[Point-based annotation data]
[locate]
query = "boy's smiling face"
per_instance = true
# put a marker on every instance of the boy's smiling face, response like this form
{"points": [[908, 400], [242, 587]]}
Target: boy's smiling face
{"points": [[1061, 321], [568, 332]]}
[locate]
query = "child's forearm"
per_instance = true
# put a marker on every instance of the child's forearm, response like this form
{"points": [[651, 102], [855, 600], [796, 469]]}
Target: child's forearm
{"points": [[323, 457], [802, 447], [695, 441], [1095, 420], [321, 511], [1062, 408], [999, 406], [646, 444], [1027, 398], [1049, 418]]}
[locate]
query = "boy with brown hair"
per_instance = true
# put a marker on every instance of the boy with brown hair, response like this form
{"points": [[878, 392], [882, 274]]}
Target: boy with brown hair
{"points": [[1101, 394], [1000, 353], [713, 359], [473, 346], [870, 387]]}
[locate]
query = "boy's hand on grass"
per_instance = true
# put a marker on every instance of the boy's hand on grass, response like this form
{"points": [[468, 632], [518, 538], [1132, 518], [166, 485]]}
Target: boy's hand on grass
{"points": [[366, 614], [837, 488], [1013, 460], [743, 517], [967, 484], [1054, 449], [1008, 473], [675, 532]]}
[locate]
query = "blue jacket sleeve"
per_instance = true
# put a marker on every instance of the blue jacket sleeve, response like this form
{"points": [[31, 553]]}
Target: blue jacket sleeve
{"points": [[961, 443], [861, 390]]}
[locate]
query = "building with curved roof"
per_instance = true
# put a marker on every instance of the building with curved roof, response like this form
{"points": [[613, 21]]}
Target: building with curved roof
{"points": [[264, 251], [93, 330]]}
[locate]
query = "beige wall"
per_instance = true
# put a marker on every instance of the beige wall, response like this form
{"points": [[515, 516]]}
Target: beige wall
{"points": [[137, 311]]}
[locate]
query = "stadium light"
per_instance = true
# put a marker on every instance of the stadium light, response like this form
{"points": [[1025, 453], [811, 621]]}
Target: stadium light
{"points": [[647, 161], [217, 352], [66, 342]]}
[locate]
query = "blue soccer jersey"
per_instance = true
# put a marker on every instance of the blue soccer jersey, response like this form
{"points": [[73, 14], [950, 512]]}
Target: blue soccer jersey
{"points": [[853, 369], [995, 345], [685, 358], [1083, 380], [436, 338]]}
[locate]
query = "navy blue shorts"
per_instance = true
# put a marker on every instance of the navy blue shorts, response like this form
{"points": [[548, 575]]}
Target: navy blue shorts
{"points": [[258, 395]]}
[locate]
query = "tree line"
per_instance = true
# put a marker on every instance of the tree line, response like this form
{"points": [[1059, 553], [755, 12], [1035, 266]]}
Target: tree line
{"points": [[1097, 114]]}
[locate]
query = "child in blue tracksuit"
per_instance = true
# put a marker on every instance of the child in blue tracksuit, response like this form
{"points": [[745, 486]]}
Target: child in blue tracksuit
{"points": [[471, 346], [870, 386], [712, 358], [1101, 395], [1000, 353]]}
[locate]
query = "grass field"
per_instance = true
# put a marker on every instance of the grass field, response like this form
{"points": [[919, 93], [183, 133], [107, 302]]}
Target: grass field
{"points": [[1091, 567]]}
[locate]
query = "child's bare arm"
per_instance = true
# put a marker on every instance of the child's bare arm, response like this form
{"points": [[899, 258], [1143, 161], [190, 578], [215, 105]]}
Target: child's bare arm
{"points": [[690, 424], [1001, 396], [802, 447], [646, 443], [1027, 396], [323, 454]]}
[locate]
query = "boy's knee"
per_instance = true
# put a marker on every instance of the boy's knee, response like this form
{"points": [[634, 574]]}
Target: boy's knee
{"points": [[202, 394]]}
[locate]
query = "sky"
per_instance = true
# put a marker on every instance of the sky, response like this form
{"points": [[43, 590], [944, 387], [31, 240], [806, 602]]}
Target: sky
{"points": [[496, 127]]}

**EXERCISE INSTRUCTIONS**
Collect every line of the records that contains the string "navy".

**ANSWER FOR THIS EXERCISE**
query = "navy blue shorts"
# put a marker on every instance of the navy blue shorts, response like this form
Target: navy blue shorts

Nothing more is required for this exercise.